Items from a data source:
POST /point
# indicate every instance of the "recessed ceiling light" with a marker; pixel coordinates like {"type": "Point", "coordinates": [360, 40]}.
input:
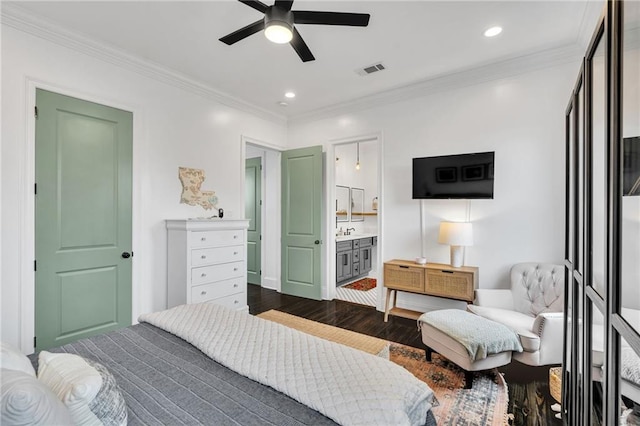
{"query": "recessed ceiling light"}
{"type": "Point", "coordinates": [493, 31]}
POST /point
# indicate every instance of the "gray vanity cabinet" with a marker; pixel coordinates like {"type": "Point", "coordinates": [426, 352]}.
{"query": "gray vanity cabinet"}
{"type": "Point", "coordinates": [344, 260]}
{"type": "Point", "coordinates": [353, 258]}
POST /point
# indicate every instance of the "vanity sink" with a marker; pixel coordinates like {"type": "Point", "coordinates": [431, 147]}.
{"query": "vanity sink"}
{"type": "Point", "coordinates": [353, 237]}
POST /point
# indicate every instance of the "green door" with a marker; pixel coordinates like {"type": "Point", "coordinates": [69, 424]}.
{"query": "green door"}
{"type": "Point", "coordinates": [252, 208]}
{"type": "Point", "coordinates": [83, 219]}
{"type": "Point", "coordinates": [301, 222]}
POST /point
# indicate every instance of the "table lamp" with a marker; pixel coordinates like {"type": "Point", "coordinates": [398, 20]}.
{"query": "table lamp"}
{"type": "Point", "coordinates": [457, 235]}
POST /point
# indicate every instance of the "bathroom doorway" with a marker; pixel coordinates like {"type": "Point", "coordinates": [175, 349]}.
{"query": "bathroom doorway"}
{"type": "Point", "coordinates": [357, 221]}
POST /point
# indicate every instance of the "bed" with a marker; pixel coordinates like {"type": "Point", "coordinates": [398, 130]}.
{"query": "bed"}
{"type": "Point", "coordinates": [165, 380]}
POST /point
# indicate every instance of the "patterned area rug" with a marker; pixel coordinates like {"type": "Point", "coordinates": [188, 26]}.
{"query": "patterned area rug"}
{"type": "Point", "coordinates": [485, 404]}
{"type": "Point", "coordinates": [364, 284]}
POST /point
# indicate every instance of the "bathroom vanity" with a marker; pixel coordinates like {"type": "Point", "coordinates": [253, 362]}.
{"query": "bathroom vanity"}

DIRECTIONS: Restate each entry word for word, please, but drop any images it holds.

COMPLETE RESPONSE:
POST /point
# indicate every instance of the "recessed ceiling light" with a marker; pixel coordinates like {"type": "Point", "coordinates": [360, 40]}.
input:
{"query": "recessed ceiling light"}
{"type": "Point", "coordinates": [493, 31]}
POST /point
# indicate every instance of the "gray vanity cabinet" with a marker; pixel coordinates like {"type": "Point", "coordinates": [426, 352]}.
{"query": "gray vanity cabinet"}
{"type": "Point", "coordinates": [344, 260]}
{"type": "Point", "coordinates": [353, 258]}
POST /point
# indicate every instance of the "vanity sink" with a marker; pixel coordinates like {"type": "Point", "coordinates": [431, 147]}.
{"query": "vanity sink"}
{"type": "Point", "coordinates": [353, 237]}
POST /point
# indicate every instance of the "green door" with a marker; pixel coordinates like {"type": "Point", "coordinates": [69, 424]}.
{"query": "green door"}
{"type": "Point", "coordinates": [252, 208]}
{"type": "Point", "coordinates": [83, 219]}
{"type": "Point", "coordinates": [301, 222]}
POST /point
# indicate every instance of the "table lamp" with a marker; pixel coordinates like {"type": "Point", "coordinates": [398, 20]}.
{"query": "table lamp"}
{"type": "Point", "coordinates": [457, 235]}
POST /point
# indicate every instance of the "bathroom doorway" with a marker; pixel coordinates like {"type": "Point", "coordinates": [175, 349]}.
{"query": "bathroom doorway"}
{"type": "Point", "coordinates": [357, 221]}
POST /point
# indicate every instance of the "bed" with a marker; pixel coordinates like {"type": "Point", "coordinates": [398, 130]}.
{"query": "bed"}
{"type": "Point", "coordinates": [165, 380]}
POST /point
# indicate every instance of the "patterned area rug" with a marker; pixel coordinates like {"type": "Point", "coordinates": [188, 26]}.
{"query": "patterned area rug"}
{"type": "Point", "coordinates": [485, 404]}
{"type": "Point", "coordinates": [364, 284]}
POST /point
# indicate every instance of the "bathroom vanity" with a marker; pixel coordinates like {"type": "Point", "coordinates": [253, 362]}.
{"query": "bathroom vanity"}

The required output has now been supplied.